Copy out every line of the records below that contains the word "night". Letter case counts, so skip lines where it appears with different capitalization.

* Data entries

• • • • •

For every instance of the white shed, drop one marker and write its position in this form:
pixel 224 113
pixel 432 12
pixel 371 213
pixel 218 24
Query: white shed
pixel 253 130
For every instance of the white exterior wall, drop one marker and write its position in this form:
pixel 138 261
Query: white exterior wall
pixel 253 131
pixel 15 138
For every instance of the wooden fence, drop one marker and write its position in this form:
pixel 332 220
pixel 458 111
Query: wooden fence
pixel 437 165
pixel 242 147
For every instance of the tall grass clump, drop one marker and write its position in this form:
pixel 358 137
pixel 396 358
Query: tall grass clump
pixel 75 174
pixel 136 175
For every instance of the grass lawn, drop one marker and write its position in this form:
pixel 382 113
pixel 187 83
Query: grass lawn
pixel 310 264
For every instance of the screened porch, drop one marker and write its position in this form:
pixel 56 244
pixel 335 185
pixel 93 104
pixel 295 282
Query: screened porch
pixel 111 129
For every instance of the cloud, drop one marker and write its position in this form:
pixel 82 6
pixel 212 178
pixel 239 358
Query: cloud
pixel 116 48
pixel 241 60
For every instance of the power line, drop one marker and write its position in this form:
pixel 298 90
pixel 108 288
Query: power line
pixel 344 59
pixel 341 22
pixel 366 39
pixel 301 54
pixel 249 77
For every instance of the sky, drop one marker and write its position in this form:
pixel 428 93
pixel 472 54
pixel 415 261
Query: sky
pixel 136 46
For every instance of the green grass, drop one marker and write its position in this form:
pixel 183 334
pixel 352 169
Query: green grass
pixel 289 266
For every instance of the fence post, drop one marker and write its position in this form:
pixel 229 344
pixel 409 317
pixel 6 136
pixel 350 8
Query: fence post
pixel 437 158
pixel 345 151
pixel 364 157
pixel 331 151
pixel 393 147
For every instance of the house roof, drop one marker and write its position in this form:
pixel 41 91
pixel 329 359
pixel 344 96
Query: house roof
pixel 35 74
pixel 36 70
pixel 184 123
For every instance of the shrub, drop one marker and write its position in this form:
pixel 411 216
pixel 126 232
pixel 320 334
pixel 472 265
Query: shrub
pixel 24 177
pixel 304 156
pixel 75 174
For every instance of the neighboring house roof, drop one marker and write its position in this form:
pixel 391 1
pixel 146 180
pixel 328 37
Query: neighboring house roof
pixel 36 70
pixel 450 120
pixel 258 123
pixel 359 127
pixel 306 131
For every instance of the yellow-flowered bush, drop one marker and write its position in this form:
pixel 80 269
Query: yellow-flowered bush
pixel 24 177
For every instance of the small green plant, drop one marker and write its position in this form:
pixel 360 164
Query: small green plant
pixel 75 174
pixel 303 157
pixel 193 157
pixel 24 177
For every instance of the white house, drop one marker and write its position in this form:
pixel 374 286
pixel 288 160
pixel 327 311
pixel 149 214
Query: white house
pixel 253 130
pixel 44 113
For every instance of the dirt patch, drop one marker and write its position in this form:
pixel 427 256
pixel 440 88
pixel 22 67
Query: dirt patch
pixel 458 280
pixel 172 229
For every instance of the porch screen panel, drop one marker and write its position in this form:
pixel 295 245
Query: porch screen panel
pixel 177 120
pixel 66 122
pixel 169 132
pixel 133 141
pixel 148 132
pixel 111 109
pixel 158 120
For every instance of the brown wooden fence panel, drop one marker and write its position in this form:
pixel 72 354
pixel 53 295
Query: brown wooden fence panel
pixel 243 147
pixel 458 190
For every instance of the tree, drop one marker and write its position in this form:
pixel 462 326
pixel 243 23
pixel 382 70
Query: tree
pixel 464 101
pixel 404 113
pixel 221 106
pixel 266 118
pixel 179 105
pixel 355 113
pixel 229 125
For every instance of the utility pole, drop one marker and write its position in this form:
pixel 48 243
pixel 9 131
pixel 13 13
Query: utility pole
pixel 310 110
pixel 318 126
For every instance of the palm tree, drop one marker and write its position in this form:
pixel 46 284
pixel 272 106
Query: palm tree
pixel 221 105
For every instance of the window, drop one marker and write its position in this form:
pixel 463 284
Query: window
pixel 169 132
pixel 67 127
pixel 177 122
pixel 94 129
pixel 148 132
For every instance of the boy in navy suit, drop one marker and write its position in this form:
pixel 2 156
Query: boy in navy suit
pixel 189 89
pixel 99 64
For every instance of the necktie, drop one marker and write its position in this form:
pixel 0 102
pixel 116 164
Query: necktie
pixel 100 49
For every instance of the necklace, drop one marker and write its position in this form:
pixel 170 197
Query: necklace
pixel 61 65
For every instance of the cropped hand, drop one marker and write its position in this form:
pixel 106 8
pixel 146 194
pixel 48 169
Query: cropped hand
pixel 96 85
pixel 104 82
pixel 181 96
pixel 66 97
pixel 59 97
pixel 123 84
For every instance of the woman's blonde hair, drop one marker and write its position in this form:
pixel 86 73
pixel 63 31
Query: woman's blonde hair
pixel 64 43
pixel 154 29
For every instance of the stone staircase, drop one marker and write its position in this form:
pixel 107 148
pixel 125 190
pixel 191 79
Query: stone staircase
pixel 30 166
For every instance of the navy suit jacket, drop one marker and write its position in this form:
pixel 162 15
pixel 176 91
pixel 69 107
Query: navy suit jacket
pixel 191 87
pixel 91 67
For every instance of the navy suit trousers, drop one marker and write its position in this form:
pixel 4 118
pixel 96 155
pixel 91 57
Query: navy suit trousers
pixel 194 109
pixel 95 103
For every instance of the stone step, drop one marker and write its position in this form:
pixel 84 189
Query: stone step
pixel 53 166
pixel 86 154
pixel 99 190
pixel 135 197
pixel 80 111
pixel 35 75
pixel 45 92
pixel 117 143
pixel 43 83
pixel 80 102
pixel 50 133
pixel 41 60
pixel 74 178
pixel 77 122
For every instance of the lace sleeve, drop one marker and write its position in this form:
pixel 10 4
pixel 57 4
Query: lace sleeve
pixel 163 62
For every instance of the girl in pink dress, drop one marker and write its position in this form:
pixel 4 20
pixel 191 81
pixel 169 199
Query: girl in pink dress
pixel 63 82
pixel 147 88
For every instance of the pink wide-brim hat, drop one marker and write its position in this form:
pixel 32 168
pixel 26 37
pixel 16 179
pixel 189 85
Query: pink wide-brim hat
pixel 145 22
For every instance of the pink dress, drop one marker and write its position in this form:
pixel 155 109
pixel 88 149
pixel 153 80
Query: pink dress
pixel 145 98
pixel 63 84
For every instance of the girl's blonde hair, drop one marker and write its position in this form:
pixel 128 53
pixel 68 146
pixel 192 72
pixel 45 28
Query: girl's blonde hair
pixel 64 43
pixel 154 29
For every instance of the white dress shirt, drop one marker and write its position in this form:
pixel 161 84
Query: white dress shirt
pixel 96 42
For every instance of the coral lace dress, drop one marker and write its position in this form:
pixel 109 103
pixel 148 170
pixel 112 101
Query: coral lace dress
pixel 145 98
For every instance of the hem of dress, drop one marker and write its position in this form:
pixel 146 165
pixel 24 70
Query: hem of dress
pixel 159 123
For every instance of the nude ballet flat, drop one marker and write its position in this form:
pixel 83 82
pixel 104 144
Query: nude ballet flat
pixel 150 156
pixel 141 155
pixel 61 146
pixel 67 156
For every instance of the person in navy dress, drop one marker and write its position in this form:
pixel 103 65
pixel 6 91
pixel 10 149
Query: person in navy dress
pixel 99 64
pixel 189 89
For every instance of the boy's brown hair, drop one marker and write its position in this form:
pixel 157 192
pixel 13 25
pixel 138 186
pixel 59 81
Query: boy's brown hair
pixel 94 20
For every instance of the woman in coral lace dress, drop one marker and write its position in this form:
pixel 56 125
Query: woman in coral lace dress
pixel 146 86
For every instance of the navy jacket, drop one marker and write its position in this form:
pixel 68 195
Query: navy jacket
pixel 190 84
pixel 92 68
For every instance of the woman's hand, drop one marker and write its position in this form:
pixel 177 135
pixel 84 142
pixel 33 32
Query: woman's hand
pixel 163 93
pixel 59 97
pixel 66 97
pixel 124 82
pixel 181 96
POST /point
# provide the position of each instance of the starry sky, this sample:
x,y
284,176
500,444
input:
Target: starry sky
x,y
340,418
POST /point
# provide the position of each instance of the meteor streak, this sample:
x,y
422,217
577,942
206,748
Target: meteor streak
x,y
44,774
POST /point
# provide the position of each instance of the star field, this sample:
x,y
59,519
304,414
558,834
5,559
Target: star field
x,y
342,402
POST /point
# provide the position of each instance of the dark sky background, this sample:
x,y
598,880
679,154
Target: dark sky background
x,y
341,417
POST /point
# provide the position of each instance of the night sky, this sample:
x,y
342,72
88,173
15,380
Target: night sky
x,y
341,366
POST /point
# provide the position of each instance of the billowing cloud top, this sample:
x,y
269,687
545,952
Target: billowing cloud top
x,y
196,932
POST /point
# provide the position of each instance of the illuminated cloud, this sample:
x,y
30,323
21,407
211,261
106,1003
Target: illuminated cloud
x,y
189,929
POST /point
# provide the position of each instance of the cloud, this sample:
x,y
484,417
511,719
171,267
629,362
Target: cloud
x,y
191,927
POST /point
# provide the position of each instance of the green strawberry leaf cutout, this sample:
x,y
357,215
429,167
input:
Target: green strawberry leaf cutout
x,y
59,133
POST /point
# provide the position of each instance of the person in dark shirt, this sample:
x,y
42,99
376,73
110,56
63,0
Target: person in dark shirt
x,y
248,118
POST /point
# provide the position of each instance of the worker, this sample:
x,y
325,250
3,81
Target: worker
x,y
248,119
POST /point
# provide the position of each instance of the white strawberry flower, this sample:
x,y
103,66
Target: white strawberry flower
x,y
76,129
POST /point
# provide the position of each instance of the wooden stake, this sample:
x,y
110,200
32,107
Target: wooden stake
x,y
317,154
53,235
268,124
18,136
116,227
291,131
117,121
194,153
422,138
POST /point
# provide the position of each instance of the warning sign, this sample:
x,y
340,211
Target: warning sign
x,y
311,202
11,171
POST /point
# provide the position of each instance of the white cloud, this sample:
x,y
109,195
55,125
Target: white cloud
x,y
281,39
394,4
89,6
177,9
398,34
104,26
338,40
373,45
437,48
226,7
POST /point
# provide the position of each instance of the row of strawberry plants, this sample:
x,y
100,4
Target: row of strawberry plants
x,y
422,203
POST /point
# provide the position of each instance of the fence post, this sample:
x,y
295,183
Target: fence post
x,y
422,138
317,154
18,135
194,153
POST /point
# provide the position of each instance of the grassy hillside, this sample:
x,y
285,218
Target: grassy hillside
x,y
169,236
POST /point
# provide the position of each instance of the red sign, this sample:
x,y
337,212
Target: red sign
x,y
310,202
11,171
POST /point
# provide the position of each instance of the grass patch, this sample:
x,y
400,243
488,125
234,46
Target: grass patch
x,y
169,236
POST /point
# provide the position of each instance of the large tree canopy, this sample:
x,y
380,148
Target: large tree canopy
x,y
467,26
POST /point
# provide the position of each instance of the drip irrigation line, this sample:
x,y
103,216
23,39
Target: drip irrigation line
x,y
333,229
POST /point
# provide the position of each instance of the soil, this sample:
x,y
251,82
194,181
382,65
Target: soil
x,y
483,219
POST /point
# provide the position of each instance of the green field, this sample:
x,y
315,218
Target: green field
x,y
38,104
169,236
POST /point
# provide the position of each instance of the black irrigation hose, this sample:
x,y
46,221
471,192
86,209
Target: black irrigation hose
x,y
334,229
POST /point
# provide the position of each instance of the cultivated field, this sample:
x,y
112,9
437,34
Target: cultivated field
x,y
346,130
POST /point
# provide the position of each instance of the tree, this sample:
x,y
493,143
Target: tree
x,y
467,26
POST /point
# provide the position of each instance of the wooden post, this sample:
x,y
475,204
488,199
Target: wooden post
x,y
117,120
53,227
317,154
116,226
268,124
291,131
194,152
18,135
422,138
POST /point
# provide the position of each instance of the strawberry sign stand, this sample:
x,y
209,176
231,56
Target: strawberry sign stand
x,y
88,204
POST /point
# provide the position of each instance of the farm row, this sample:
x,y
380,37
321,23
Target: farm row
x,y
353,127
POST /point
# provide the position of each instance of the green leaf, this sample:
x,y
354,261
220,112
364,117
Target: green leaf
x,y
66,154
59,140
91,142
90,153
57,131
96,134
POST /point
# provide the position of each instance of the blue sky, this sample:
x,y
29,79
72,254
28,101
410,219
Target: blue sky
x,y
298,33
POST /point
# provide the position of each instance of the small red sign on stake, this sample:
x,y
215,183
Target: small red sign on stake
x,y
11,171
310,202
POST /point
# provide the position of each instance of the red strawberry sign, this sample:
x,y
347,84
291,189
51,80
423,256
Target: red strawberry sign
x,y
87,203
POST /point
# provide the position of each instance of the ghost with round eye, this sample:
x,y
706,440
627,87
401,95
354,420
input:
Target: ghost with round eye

• • • • •

* Answer for the task
# provide the position of each instance of the night sky, this sample:
Target: night sky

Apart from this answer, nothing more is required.